(Given text):
-- begin --
For 100 years, the Star Hotel has been an anchor of Elko’s rich and colorful Basque history.
The boardinghouse opened in 1910 as Basque sheepherders flocked to town during breaks from tending their herds. The two-story wooden landmark, near the corner of Silver and 2nd streets, has the distinction of being the longest continuously run Basque hotel in Nevada.
“It’s been owned only by Basques for 100 years,” Star owner and Elko native Scott Ygoa recently told Euskal Kazeta. “We want to continue the tradition.”
The Star will be celebrating its 100th anniversary this year during the popular 47th Annual National Basque Festival, which begins this Friday July 2 and runs through Sunday July 4.
The hotel’s anniversary celebration will be Sunday July 4. Festivities will get underway at 6 p.m., when the street in front of the hotel will be closed to traffic. The owners are planning a street dance with music by Boise-based Amuma Says No. The dining room will be open only for the old-timers who want to play the Basque card game mus. While the restaurant won’t be serving food inside, the bar is likely to be full, as it usually is, and chorizos will be served at a bar to be set up outside. Ygoa, who runs
the hotel with his wife Tricia, said he
expects the dancing will continue until
1 to 2 a.m., since Monday is a holiday.
The National Basque Festival is the largest Basque festival in Nevada and one of the more popular in the West. Among the highlights are a parade, wood chopping and weightlifting demonstrations, as well as dancing and plenty of partying in and around the historic downtown Elko corridor. The area is about as close to an old West town as you can get.
Elko was born in 1869 with the arrival of the transcontinental railroad. Surrounded by open ranges and silver-studded mountains, the town became a center of ranching and mining in the Silver State. Gold mines continue to operate in the region.
-- end --
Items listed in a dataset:
-- begin --
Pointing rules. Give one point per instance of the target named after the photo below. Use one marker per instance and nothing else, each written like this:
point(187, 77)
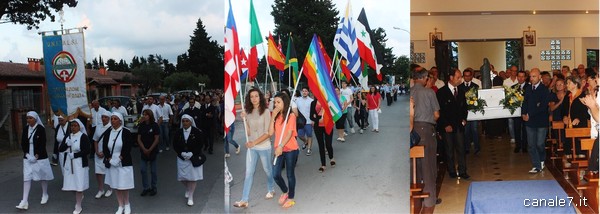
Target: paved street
point(208, 197)
point(371, 174)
-- end --
From the article about the Star Hotel above, output word for word the passage that begins with the words "For 100 years, the" and ends with "hotel in Nevada.".

(Solution to this problem):
For 100 years, the Star Hotel has been an anchor of Elko’s rich and colorful Basque history.
The boardinghouse opened in 1910 as Basque sheepherders flocked to town during breaks from tending their herds. The two-story wooden landmark, near the corner of Silver and 2nd streets, has the distinction of being the longest continuously run Basque hotel in Nevada.